ESERCIZI DA SVOLGERE
[a] Che titolo ha la pagina Facebook aperta contro la preside, secondo il brano sulla preside di Parco Verde?
[b] Elenca tutte le persone che il brano sulla preside di Parco Verde cita per nome.
[c] Prosegui il brano sulla preside di Parco Verde dal punto in cui si ferma.

BRANO
——

Questa donna, che dovrebbe essere un modello, viene derisa. Addirittura è stata aperta una pagina su facebook dal titolo eloquente: «Ti odiamo a morte preside!». Firmato: Parco Verde.
Ma lei non demorde, pur essendo sola. Nemmeno il provveditorato di Napoli le viene incontro: la dirigente si è da poco insediata e deve ancora controllare la situazione ovunque, non solo a Parco Verde. Per lei questa non è una priorità.
In pochi la supportano ma Eugenia Carfora non molla: ha fatto un appello per trovare docenti disposti ad insegnare nella sua scuola. Le hanno risposto a decine, da tutta la penisola ma lei ha le mani legate dalla burocrazia perché non può assumere nessuno se non compreso in graduatoria e deve continuare a chiamare i supplenti dei supplenti dei supplenti – fino a nominare insegnanti senza l’abilitazione, visto che quelli abilitati si prendono il posto ma poi si “ammalano” – senza, tuttavia, riuscire a completare l’organico. E intanto la scuola, che la Carfora vuole mantenere in vita, muore e rischia di trascinare nel buio dell’ignoranza anche quei pochi bambini che la frequentano.
La notizia – riportata dal Corriere, con video correlato che merita davvero vedere – mi ha fatto ripensare al film della Wertmuller con Paolo Villaggio che andava di casa in casa a prendere i bambini, che si prendeva gli insulti e le minacce, rischiava la pelle ogni giorno in nome della cultura. Ma quello era un film, Io speravo che me la cavo, tratto dal libro omonimo del maestro D’Orta, e aveva una fine lieta. Quale sarà invece il finale di questa vicenda? Forse ce lo saprà dire Domenico Starnone, lui che al punto 8 del famoso elenco osserva: La scuola peggiore rispedisce in strada chi doveva essere tolto dalla strada e dalle camorre. La scuola migliore va in strada a riprendersi chi le è stato tolto.

——

VOCI GREZZE
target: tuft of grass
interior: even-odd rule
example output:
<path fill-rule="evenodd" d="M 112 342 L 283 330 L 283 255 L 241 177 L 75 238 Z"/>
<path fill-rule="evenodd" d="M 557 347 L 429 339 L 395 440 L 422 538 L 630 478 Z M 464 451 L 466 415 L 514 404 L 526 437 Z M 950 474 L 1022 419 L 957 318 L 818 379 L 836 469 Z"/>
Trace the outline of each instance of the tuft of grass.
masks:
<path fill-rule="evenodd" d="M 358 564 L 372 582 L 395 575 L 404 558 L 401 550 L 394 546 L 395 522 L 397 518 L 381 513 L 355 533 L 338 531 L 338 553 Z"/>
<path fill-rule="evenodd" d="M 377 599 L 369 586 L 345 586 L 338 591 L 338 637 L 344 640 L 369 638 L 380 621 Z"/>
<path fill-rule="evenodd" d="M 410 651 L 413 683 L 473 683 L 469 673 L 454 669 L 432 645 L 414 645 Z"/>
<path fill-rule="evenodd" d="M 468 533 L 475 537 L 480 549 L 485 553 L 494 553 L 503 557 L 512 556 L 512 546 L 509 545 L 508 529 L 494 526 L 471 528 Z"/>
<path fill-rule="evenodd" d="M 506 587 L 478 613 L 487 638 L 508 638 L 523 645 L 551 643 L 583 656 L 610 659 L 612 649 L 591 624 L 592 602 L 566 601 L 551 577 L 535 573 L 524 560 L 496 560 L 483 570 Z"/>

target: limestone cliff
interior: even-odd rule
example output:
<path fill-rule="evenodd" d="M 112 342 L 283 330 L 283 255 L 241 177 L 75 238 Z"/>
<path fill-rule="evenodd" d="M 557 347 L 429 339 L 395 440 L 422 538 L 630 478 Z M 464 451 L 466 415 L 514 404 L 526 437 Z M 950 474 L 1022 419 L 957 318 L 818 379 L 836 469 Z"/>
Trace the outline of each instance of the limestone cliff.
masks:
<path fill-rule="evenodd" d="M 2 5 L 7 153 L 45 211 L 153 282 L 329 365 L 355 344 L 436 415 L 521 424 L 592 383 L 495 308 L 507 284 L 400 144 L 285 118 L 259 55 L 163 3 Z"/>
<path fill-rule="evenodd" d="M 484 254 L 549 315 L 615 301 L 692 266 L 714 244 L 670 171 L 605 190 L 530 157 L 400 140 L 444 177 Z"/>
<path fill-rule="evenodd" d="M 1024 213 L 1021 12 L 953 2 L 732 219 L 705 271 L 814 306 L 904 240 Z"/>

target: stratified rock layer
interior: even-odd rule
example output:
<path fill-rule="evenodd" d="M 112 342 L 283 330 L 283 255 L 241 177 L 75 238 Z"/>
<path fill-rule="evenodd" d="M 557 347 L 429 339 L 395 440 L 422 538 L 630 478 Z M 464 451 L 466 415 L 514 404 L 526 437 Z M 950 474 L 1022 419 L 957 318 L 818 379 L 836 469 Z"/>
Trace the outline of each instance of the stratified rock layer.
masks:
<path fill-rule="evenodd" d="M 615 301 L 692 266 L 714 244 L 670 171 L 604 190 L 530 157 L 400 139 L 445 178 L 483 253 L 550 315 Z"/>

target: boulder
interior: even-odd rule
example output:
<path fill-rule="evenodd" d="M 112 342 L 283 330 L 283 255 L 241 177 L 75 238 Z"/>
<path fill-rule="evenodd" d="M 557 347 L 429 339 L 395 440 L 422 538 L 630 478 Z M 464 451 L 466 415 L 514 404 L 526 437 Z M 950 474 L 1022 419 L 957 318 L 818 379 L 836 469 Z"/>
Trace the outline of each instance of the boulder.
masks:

——

SOLUZIONI DEGLI ESERCIZI
[a] «Ti odiamo a morte preside!»

[b] Eugenia Carfora, Wertmuller, Paolo Villaggio, D'Orta, Domenico Starnone.

[c]
A me sembra che la professoressa Carfora rappresenti già la scuola migliore. Forse, però, è la società che deve cambiare ma come può farlo, abbandonata com’è dalle istituzioni?
[immagine da questo sito]
AGGIORNAMENTO DEL POST, 26 NOVEMBRE 2011
Una telefonata del ministro del MIUR, Francesco Profumo, e la promessa di interessarsi al caso della scuola Viviani ha ridato speranza alla professoressa Carfora.
Con le lacrime agli occhi la dirigente apprende che il 30 novembre incontrerà a Roma il neo ministro. «Mi ha confessato che appena ha visto la vostra inchiesta è rimasto sconcertato, ha voluto subito spiegazioni perché in Italia non possono esistere indecenze come questa». Poi il ministro le ha promesso che a inizio dicembre si recherà personalmente a Caivano per toccare con mano quanto denunciato dal Corriere.it. Ha anche annunciato un tavolo di concertazione con il presidente della Regione Campania Stefano Caldoro e il prefetto di Napoli Andrea De Martino. Già lunedì prossimo ci sarà un primo incontro con il governatore campano e le istituzioni scolastiche regionali. «Finalmente qualcuno che mi tende la mano … ora mi sento meno sola» ripete la dirigente scolastica.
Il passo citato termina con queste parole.